HOW TO COMPLETE THIS TASK: Output the section of the taxable income passage from "Most income you" up to and including "you have low income.", copied word for word.

PROVIDED PASSAGE:
Start of Block

Most income you receive is fully taxable and must be reported on your federal income tax return unless it is specifically excluded by law. However, there is also nontaxable income that you may need to report on your tax return. Read on for examples of taxable income to consider when determining whether a tax return must be filed.

Taxable Income Examples

Taxable income includes:

If you have little or no income, find out if you have to file a tax return if you have low income.

Alimony Received

If you receive alimony from your spouse or former spouse, you must report the alimony as income in the year that you receive it. However, this only applies if you received the alimony under a decree or court order made on or before December 31, 2018. You do not have to pay tax on alimony received under a court order or decree made after December 31, 2018.

Please note child support is not alimony and nontaxable income.

End of Block

Data excerpts:
Start of Block

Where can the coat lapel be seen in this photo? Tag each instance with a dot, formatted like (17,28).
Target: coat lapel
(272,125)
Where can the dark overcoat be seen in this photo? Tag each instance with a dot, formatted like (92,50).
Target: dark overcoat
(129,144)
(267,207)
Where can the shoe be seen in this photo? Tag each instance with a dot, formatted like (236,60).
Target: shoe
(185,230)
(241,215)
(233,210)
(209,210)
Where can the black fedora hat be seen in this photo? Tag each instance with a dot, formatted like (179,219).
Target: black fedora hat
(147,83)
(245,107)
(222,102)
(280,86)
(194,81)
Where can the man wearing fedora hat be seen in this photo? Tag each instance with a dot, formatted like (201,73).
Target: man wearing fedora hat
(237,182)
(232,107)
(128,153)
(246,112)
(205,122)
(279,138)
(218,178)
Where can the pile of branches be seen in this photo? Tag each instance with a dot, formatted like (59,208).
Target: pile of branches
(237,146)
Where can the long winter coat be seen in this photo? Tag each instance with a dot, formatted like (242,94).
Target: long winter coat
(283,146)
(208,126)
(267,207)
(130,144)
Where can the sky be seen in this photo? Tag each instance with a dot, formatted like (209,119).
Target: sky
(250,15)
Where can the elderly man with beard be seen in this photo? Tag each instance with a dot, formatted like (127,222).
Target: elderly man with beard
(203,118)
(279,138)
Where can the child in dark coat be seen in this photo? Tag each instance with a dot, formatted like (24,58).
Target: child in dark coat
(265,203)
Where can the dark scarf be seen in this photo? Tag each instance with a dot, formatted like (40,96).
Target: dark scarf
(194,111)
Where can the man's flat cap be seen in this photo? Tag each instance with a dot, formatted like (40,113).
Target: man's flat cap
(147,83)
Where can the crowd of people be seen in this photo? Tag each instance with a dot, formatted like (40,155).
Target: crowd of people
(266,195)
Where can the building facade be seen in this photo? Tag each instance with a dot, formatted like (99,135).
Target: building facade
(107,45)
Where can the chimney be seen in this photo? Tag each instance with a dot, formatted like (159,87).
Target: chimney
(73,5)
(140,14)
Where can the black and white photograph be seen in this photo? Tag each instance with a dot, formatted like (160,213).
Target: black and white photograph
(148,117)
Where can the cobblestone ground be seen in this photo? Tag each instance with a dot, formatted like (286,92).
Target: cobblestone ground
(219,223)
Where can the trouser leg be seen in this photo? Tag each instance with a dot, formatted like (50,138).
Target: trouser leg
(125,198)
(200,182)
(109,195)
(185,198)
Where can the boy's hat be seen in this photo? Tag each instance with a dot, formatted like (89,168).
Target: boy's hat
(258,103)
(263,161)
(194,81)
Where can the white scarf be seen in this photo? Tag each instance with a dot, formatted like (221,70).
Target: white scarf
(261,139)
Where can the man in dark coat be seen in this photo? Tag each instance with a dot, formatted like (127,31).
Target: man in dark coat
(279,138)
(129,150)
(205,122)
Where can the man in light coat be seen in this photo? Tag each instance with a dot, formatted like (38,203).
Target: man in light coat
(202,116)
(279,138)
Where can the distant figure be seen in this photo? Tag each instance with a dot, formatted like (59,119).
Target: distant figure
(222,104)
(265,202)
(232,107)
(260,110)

End of Block

RESPONSE BOX:
Most income you receive is fully taxable and must be reported on your federal income tax return unless it is specifically excluded by law. However, there is also nontaxable income that you may need to report on your tax return. Read on for examples of taxable income to consider when determining whether a tax return must be filed.

Taxable Income Examples

Taxable income includes:

If you have little or no income, find out if you have to file a tax return if you have low income.